▼

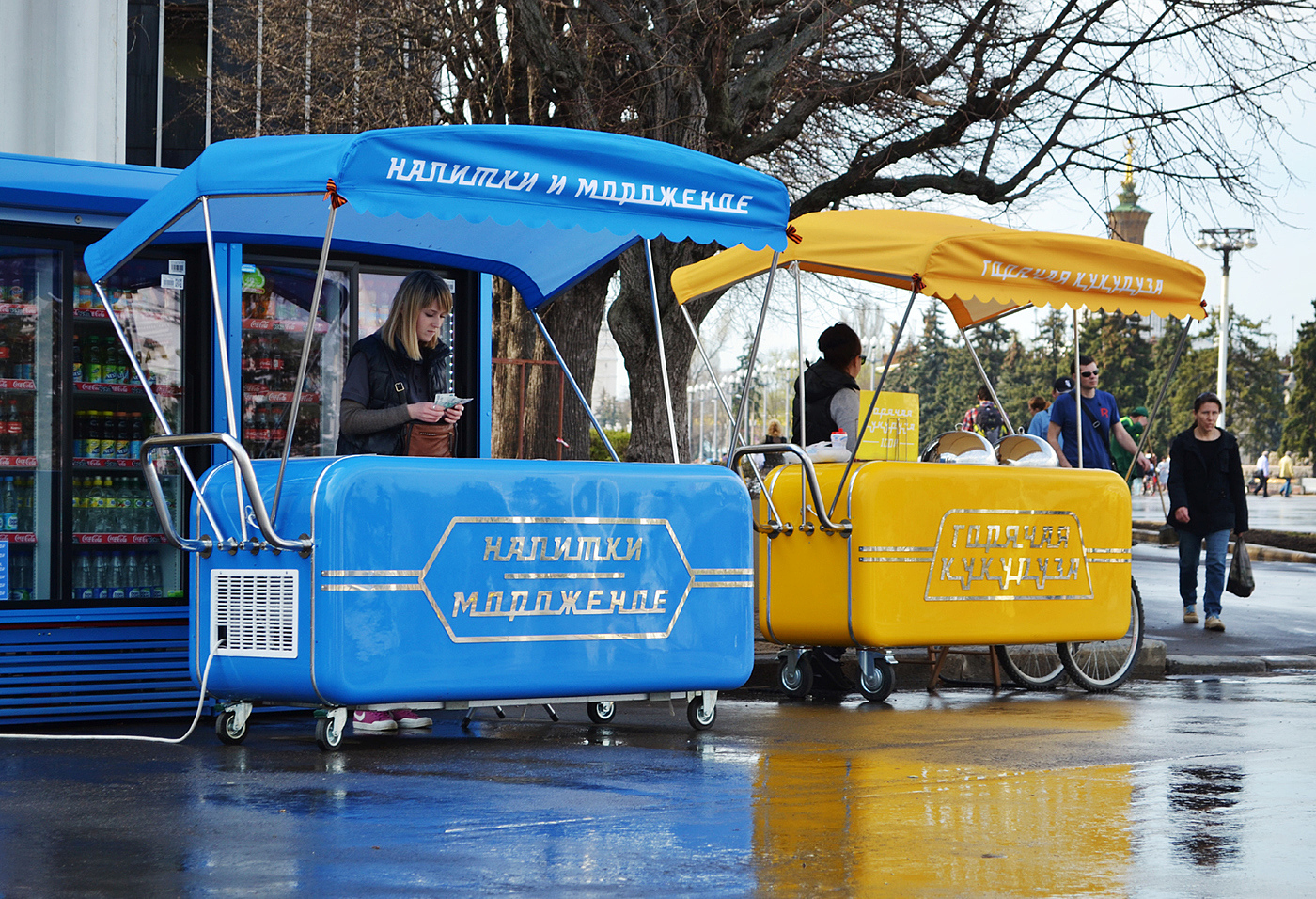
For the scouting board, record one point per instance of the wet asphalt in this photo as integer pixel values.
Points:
(1181, 787)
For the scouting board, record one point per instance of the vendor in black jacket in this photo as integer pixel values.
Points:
(1207, 499)
(831, 390)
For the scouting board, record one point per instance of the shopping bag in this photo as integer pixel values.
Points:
(1240, 572)
(431, 438)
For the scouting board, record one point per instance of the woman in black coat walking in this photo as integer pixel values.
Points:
(1207, 499)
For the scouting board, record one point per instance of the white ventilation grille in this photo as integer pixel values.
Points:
(254, 612)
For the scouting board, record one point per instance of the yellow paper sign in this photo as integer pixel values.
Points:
(892, 431)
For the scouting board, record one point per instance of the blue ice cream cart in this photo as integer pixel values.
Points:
(385, 582)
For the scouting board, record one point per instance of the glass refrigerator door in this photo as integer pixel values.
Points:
(118, 549)
(29, 280)
(275, 311)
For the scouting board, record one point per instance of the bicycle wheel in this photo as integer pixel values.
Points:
(1032, 666)
(1103, 665)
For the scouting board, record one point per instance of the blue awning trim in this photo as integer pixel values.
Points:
(542, 207)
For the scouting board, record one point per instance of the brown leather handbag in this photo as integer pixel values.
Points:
(431, 438)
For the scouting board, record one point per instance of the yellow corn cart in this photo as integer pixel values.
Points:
(1003, 547)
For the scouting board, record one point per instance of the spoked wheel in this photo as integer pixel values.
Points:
(602, 712)
(328, 733)
(700, 714)
(796, 682)
(227, 730)
(1104, 665)
(1032, 668)
(878, 684)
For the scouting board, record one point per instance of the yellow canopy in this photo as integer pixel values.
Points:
(980, 272)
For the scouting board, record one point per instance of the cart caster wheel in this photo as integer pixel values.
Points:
(1104, 665)
(877, 686)
(799, 682)
(700, 714)
(227, 730)
(328, 733)
(602, 712)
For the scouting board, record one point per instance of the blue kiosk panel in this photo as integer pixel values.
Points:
(457, 579)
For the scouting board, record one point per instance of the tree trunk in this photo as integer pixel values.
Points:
(526, 425)
(632, 323)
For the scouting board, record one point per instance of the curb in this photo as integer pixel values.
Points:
(1148, 532)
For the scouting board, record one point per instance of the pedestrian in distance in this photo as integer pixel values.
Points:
(773, 436)
(1042, 417)
(984, 418)
(1135, 424)
(1207, 499)
(1101, 423)
(832, 404)
(392, 379)
(1261, 475)
(1286, 471)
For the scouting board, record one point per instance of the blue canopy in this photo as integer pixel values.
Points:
(471, 197)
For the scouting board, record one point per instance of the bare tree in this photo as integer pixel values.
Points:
(841, 99)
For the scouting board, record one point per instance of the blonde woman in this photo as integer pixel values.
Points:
(394, 374)
(391, 381)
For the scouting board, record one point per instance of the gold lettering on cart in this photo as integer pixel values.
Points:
(562, 602)
(1009, 554)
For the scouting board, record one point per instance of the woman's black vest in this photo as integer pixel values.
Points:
(390, 375)
(822, 382)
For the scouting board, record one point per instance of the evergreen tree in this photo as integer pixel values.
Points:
(1122, 352)
(1299, 434)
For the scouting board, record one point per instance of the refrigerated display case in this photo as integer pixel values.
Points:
(29, 278)
(275, 313)
(118, 550)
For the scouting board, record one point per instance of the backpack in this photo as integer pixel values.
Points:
(989, 421)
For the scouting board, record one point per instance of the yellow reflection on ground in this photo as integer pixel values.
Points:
(924, 811)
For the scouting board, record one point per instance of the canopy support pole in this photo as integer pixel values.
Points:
(160, 412)
(753, 357)
(662, 351)
(306, 357)
(224, 357)
(1165, 387)
(574, 386)
(727, 405)
(864, 428)
(982, 372)
(1078, 397)
(799, 384)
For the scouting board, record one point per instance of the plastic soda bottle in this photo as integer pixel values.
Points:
(92, 362)
(101, 579)
(8, 506)
(118, 576)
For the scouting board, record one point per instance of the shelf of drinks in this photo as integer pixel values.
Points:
(96, 464)
(121, 390)
(286, 325)
(257, 395)
(118, 540)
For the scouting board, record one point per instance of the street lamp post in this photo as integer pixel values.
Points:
(1224, 241)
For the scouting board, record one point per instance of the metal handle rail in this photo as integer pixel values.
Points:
(243, 465)
(809, 477)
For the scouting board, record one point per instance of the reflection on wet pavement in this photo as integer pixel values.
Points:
(1200, 800)
(1165, 790)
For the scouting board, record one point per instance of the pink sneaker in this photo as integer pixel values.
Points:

▲

### WHAT THE TASK ASKS:
Write every entry out again exactly, dropping the pictures.

### TASK OUTPUT:
For the scouting board, record one point per instance of the wet asphalt in this photo as integer pixel values.
Points:
(1181, 787)
For the scouting board, record one point per instance of the vendor in black jacket in this photo as integer pixel values.
Points:
(1207, 499)
(831, 390)
For the scouting board, record one point per instance of the shopping bag in this photo as integer pixel values.
Points:
(1240, 572)
(431, 438)
For the scouting board, record one point per instance of the woman in black coat walking in this photo as integer pixel values.
Points:
(1207, 499)
For the scouting board, record one point per instance of the white ventilation grille in this photo as integer pixel values.
Points:
(254, 612)
For the scouting board, record one point per instance of the yellow paper sign in this photo as integer pixel values.
Points:
(892, 431)
For the scouting board, record one point per instance of the blue ice cream cart in this photo as integer pixel values.
Points:
(385, 582)
For the scouting board, record one point per instance of the glass refrigerator door in this photo as integer pixel values.
Points:
(118, 549)
(29, 280)
(275, 311)
For the scouting board, record one point per instance of the bicycle wheel in this photo as integer pixel values.
Points:
(1032, 666)
(1103, 665)
For the scouting board, record one point per instance of the blue awning trim in this photo as integer pixel values.
Points:
(542, 207)
For the scouting board, record one point per instance of the brown leather handbag in this photo as integer pixel values.
Points:
(431, 438)
For the scouting board, record one point per instance of the yellow corn cart in this photo as integer pixel values.
Points:
(1003, 547)
For the scouting board, record one point per instance of the spoked wheel in this photo as integer pixel values.
Points:
(602, 712)
(328, 733)
(700, 714)
(796, 682)
(227, 730)
(1104, 665)
(1032, 668)
(878, 684)
For the scouting board, record one point per instance of the yellow canopy in this photo as integer pixel values.
Points:
(980, 272)
For the scouting board, record one point per instance of the cart caster wheel in this photo as integer pixel values.
Points:
(1104, 665)
(877, 686)
(799, 682)
(700, 714)
(227, 730)
(328, 733)
(602, 712)
For the scouting board, record one point per instance of the blue kiosk panel in this photo as integer pixel values.
Points:
(457, 579)
For the scouting board, record one point per instance of the tree trunk in this photo as integer pixel values.
Points:
(526, 425)
(632, 323)
For the scouting board, record one point per instance of the curb in this photo as integer pixel values.
Points:
(1148, 532)
For the scouting board, record one point per instance of the pedestrian in distance in this photo as integer pixel values.
Points:
(773, 436)
(1042, 417)
(984, 418)
(1135, 424)
(1207, 499)
(1101, 423)
(832, 404)
(392, 379)
(1261, 475)
(1286, 471)
For the scouting board, record one point per instance of the blue canopy in this photo as integer pixel values.
Points:
(471, 197)
For the scouting board, record one point per instance of the bare tree in this photo as integer pixel values.
Points:
(841, 99)
For the scouting board, record one point per instance of the blonde woman in this photo as integer pixel values.
Points:
(394, 374)
(391, 381)
For the scouting board, record one point per instance of the gold lettering on cart in this photo as integer pixel values.
Points:
(562, 602)
(1009, 554)
For the scouting board, record one point per instance of the woman's black vest in this photo as integer pixel values.
Points:
(390, 375)
(822, 382)
For the scouting board, record one point per instance of the evergreen tree in this photo as integer pixel values.
Points:
(1122, 352)
(1299, 434)
For the scouting board, record one point per instance of the refrigerated display case in this photo as integer pixel values.
Points:
(29, 278)
(275, 313)
(118, 550)
For the scouting board, record one point per instance of the backpack in this photo as integer pixel values.
Points:
(989, 421)
For the scouting board, record one point per instance of the yellow reflection on ground in this photo as integer pixel values.
Points:
(924, 811)
For the scouting board, record one point per instance of the canopy support pole in this photo as integer pixel values.
Points:
(160, 412)
(753, 357)
(662, 351)
(306, 357)
(224, 357)
(1165, 387)
(574, 386)
(727, 405)
(864, 428)
(982, 372)
(1078, 397)
(799, 384)
For the scouting board, record one point per instance of the plastic soda bottle in this photo as integer pixel values.
Points:
(92, 362)
(101, 579)
(8, 506)
(118, 576)
For the scouting board, record one point per instance of the shelf of drinks in this photo as integer pixel values.
Points:
(96, 464)
(121, 390)
(286, 325)
(257, 395)
(118, 540)
For the scouting board, record one point per instance of the street lamp post in this photo as integer pixel values.
Points:
(1224, 241)
For the scouting board, record one point per instance of the metal handle rail in this photo as integer pixel values.
Points:
(243, 465)
(809, 477)
For the scouting board, record one point per instance of the reflection on wet pavement in this photo as integer pixel values.
Points:
(1200, 800)
(1165, 790)
For the scouting board, record one point per instance of the pink sneaker in this photo as integer pixel values.
Points:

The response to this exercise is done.